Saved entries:
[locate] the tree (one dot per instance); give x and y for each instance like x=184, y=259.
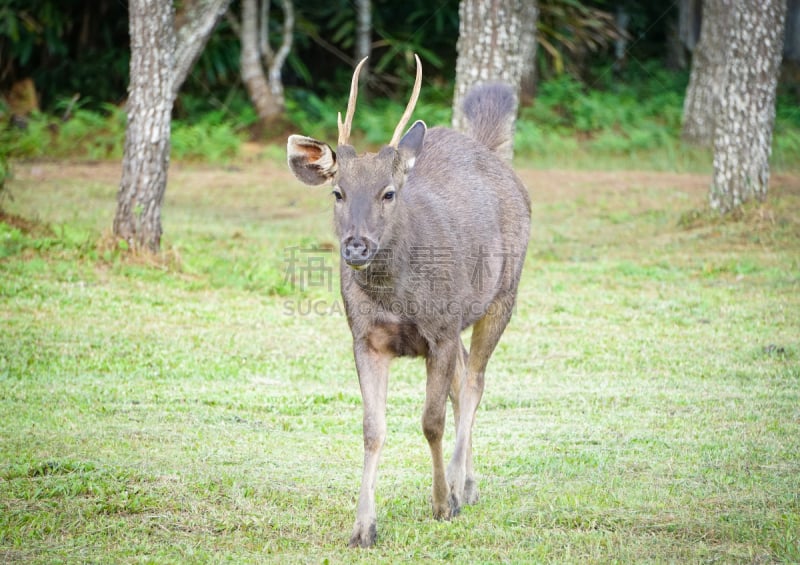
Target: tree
x=265, y=89
x=743, y=132
x=363, y=34
x=707, y=79
x=527, y=87
x=489, y=49
x=160, y=60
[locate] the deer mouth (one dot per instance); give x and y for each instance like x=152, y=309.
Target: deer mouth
x=358, y=252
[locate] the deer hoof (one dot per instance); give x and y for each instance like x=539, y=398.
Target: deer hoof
x=470, y=492
x=364, y=534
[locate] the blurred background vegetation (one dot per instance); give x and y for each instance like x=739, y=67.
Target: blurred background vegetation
x=64, y=71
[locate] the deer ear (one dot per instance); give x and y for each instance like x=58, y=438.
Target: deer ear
x=411, y=145
x=312, y=162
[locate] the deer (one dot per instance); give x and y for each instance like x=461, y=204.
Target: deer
x=433, y=231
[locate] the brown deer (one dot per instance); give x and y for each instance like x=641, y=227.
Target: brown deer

= Stated goal =
Omit the images and transcribe all of the records above word for word.

= Right answer =
[locate] the tree (one dot per instance); give x and y for each instance like x=184, y=259.
Target: tree
x=265, y=89
x=743, y=132
x=363, y=34
x=707, y=79
x=527, y=87
x=489, y=49
x=160, y=60
[locate] the deer mouth (one dot per instance); give x and y for each instance like x=152, y=309.
Target: deer mouth
x=358, y=252
[locate] the deer hoof (one dot per instance); give x and y for each instance like x=539, y=398.
Target: deer hoof
x=470, y=492
x=364, y=534
[locate] the blurred background vegetation (one dot per instance); give x and y for each instance like x=739, y=67.
Target: blurred background vegetation
x=64, y=71
[locate] the deer ear (one dot per instance); give x and y for each instance like x=58, y=438.
Target: deer ear
x=411, y=145
x=312, y=162
[locate] the deer (one dot per instance); give x and y for each instance like x=461, y=204.
Target: deer
x=433, y=231
[locate] the brown deer (one dot per instance); give x and y for each instance like x=641, y=227.
Target: brown deer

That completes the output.